EXERCISE AIM: The lines to copy from the data below are those that hold the string "metal".

** EXTRACTED DATA follows **

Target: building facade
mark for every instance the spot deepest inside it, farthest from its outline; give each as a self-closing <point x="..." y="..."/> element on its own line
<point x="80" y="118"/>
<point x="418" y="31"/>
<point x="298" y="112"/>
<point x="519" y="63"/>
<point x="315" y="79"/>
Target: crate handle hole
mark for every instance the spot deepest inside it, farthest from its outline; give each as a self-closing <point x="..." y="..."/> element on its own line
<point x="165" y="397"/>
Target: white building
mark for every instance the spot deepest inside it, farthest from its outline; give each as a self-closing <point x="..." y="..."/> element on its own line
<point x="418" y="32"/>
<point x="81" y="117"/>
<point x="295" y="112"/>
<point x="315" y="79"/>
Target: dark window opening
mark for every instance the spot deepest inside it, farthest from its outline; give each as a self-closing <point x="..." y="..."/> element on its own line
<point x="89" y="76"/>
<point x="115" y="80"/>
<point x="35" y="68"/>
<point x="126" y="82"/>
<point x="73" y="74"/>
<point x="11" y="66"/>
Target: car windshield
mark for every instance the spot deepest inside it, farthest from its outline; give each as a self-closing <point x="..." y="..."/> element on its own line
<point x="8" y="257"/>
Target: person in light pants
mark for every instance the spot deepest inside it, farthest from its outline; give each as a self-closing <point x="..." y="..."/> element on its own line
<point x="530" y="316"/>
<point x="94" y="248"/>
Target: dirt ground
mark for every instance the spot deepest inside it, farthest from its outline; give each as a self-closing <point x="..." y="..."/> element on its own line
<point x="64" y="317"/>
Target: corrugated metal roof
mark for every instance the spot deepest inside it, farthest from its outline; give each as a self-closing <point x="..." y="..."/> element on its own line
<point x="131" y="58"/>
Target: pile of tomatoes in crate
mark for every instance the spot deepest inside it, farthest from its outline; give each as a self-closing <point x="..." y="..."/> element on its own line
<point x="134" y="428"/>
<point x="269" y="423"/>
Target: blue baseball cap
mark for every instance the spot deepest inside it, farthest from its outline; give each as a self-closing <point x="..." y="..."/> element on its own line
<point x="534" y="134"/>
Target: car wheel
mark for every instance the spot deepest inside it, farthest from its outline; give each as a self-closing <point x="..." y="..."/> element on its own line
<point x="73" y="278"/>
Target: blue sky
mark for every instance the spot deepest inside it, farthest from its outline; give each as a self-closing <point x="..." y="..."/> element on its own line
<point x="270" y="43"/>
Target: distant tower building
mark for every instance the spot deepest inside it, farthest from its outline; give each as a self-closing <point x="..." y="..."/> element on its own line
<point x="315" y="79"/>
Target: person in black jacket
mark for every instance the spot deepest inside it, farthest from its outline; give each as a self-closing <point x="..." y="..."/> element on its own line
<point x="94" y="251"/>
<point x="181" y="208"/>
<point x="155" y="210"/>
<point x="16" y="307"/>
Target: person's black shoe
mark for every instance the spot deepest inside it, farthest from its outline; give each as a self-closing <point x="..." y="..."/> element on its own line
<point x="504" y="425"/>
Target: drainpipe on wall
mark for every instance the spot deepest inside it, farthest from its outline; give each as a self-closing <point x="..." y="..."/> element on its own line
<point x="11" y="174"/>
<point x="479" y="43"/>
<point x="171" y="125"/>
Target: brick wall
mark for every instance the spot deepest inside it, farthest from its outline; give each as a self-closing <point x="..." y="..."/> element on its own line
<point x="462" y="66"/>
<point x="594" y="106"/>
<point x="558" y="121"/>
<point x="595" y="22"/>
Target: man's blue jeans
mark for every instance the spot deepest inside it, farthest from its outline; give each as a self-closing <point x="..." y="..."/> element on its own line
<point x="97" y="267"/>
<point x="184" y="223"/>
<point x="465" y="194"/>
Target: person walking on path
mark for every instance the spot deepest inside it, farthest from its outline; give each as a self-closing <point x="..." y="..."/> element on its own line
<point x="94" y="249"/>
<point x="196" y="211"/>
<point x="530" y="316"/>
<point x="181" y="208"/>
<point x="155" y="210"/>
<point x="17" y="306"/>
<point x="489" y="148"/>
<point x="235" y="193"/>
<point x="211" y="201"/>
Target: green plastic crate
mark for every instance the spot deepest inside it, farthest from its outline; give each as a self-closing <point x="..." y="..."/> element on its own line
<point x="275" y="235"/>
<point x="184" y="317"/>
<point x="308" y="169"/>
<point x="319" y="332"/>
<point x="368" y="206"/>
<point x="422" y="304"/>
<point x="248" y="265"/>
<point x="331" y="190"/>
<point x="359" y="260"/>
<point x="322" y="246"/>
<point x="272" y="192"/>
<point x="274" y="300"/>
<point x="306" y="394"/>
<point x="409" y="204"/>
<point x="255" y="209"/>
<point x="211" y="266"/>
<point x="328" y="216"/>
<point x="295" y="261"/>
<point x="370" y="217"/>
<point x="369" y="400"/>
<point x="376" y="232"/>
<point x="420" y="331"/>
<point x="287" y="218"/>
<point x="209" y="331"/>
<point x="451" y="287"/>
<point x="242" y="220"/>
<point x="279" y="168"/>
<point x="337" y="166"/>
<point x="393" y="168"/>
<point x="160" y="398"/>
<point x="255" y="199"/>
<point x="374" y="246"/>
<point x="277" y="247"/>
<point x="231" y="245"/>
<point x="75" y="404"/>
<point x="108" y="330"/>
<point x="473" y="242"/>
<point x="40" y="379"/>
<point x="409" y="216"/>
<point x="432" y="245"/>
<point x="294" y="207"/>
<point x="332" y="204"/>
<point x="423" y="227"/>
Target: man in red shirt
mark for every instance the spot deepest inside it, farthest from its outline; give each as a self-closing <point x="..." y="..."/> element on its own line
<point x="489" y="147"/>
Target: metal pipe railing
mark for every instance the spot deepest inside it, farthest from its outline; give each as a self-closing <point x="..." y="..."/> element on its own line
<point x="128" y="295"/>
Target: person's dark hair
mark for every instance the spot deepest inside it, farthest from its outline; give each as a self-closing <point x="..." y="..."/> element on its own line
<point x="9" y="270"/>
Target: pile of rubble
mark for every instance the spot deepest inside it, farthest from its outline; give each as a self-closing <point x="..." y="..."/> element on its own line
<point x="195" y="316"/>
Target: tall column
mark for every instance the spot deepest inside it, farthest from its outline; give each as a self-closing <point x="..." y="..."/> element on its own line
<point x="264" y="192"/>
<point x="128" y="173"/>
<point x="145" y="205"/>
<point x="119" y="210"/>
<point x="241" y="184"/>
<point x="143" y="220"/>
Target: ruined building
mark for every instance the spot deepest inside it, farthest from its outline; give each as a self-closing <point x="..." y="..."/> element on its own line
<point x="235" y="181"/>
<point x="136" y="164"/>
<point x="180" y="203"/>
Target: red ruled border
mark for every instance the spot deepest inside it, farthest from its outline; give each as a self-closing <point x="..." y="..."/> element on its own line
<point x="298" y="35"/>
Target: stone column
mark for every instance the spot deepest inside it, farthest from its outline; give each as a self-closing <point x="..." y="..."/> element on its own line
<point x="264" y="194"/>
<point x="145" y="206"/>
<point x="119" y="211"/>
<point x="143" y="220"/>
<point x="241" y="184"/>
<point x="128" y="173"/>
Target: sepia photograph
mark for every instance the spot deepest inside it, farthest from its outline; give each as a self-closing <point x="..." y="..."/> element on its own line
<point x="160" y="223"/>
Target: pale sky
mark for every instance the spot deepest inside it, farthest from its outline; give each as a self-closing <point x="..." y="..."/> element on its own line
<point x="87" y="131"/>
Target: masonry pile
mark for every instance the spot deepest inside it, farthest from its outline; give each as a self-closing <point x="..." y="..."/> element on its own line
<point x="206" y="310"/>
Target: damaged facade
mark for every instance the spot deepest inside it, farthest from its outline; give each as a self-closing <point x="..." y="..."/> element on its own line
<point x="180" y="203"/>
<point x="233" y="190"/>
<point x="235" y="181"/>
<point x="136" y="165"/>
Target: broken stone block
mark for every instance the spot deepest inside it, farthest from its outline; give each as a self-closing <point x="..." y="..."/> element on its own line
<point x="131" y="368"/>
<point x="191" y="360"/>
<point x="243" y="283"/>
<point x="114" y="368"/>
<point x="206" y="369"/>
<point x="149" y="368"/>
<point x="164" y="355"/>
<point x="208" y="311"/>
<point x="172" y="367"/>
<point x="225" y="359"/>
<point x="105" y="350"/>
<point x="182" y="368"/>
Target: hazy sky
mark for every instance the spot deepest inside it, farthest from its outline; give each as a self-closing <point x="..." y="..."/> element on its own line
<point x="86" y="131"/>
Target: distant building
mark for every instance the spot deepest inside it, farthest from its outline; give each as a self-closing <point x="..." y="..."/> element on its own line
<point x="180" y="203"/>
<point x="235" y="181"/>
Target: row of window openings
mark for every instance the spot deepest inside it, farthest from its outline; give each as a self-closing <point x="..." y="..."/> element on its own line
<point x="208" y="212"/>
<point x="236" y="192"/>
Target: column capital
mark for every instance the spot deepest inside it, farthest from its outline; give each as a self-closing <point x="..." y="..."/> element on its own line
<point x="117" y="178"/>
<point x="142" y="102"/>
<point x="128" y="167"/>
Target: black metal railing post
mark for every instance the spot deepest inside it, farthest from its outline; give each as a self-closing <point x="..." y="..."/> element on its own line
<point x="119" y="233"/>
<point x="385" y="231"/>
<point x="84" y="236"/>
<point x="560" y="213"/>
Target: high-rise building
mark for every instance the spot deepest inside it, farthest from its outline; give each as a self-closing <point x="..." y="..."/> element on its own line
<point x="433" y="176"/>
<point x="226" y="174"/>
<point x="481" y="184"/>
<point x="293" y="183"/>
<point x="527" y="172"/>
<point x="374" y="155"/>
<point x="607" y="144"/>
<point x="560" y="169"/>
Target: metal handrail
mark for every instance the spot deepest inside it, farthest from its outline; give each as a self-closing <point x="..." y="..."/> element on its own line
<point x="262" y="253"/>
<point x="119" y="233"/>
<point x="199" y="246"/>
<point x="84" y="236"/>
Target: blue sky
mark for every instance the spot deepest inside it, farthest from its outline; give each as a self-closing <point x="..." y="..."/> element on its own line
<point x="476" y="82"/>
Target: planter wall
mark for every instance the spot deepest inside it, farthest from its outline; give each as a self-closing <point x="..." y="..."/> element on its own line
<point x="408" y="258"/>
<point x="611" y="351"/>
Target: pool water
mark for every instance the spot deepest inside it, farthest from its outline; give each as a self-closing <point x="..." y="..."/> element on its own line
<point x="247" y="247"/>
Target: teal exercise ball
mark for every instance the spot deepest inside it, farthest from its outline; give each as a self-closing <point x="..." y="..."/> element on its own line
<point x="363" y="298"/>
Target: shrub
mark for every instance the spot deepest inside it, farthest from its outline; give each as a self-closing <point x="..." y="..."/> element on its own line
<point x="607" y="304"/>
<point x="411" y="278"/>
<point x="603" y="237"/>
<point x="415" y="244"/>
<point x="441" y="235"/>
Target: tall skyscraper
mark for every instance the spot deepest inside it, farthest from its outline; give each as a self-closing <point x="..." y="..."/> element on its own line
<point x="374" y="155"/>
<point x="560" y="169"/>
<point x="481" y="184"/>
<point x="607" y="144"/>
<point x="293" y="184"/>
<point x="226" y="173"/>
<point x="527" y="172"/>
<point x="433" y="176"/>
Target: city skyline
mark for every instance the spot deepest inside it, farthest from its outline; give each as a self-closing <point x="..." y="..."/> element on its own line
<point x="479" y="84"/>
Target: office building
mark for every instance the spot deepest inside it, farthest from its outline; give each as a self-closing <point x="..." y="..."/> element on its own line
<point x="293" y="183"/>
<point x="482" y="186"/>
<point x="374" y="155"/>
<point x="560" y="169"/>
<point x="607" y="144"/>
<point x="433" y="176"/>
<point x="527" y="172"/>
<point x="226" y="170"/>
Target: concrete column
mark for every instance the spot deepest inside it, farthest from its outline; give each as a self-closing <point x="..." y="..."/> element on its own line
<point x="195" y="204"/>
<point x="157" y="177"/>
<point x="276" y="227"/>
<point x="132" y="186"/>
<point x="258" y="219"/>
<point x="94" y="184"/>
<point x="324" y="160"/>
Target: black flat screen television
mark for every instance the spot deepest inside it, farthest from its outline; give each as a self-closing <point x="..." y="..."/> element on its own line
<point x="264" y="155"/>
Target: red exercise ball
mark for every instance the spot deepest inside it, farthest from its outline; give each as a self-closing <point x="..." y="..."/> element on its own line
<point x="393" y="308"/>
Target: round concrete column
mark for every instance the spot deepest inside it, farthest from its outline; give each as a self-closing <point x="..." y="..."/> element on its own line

** End of EXTRACTED DATA **

SOLVED EXERCISE:
Target: corrugated metal roof
Target: metal pipe railing
Target: black metal railing post
Target: metal handrail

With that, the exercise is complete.